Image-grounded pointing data
------------------------------------------------------------------------

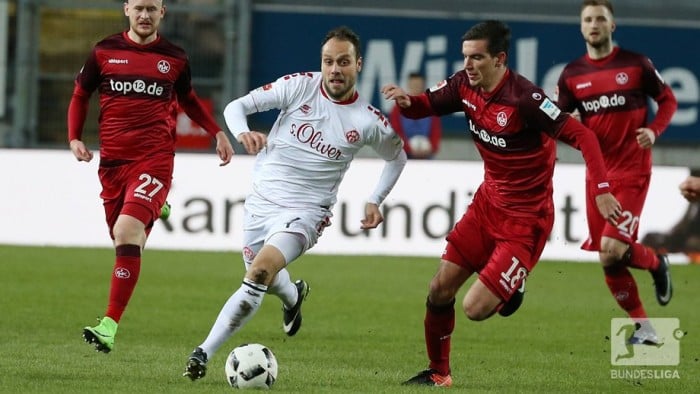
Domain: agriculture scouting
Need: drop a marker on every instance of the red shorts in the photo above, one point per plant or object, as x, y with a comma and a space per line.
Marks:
501, 247
631, 193
137, 188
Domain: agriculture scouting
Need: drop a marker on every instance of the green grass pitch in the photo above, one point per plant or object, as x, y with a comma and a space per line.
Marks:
362, 331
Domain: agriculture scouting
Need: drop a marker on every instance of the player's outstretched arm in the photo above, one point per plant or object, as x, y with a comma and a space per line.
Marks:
253, 141
690, 188
393, 92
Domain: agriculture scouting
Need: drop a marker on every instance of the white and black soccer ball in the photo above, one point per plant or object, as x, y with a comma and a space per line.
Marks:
251, 366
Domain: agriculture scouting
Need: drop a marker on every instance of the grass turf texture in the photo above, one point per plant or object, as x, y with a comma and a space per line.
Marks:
362, 331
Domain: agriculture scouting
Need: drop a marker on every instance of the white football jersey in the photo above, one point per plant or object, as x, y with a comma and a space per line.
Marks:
313, 140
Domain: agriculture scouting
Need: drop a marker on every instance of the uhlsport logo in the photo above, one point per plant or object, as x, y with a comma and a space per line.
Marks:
658, 343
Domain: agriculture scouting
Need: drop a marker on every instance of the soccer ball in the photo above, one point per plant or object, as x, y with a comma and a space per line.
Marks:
251, 365
420, 144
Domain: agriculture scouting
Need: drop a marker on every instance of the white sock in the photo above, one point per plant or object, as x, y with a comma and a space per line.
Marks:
284, 288
236, 312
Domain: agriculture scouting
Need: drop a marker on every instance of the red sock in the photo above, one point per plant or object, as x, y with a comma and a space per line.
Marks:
439, 323
642, 257
624, 288
124, 277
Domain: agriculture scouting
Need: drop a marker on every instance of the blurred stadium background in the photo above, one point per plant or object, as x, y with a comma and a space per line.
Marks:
237, 45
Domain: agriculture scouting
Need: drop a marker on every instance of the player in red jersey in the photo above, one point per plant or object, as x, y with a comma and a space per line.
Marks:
502, 234
609, 88
141, 78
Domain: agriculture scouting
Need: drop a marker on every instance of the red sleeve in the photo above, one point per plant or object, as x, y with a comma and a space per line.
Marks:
197, 112
435, 133
584, 139
395, 120
420, 107
77, 112
667, 107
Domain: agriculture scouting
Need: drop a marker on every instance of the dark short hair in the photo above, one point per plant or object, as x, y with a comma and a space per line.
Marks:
496, 33
344, 33
605, 3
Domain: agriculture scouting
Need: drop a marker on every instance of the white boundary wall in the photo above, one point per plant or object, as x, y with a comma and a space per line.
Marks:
48, 198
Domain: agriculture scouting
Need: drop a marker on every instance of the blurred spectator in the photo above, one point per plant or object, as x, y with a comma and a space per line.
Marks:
421, 137
684, 236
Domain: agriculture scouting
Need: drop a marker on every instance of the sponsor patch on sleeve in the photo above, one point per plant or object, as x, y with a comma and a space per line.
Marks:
550, 108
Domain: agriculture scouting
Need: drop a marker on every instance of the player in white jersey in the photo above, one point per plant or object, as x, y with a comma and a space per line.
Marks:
322, 124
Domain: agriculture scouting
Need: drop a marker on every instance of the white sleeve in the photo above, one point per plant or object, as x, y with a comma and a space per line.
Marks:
390, 175
276, 95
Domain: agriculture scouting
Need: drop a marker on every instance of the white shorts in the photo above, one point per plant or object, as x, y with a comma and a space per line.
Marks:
262, 219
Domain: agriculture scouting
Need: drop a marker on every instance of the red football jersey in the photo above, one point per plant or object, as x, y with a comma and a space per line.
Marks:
139, 87
612, 96
512, 128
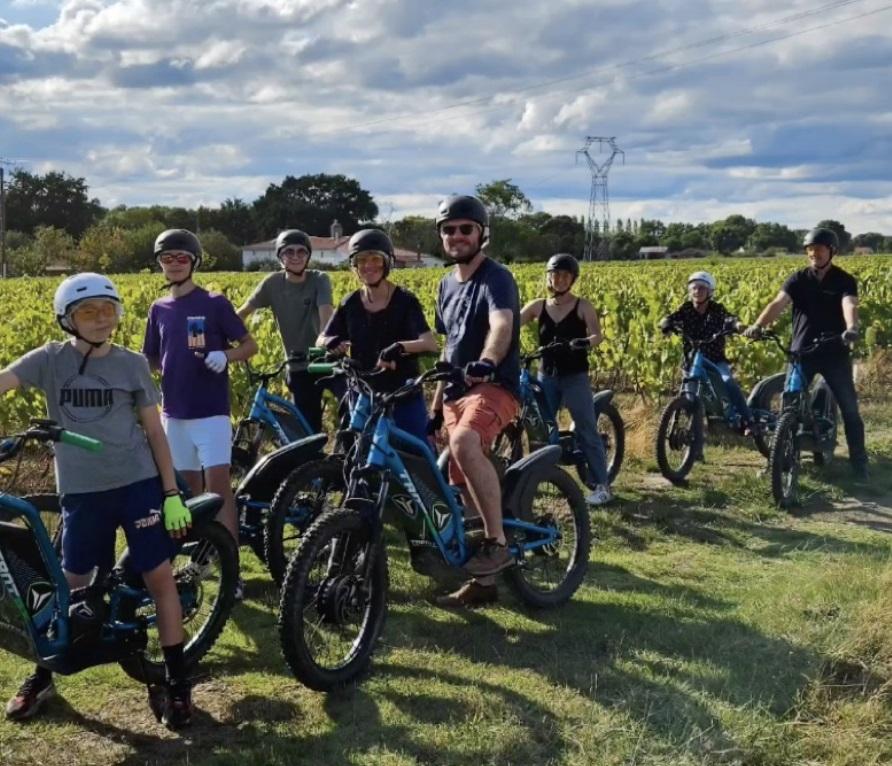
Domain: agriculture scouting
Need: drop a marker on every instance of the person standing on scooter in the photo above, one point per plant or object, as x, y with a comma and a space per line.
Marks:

------------------------------------------------------------------------

▸ Task item: Isolate the lines above that contain the word "shorts" and copy them.

▸ Output of the exercise:
Need: drop a marker on every instance of the red shorts in the photo above, one point per plant or object, as x, y with a comma and a space per line.
Need: drop a marker on every instance of the white shorts in the photo above, one point per plant or object, as x, y with a comma and a space per line.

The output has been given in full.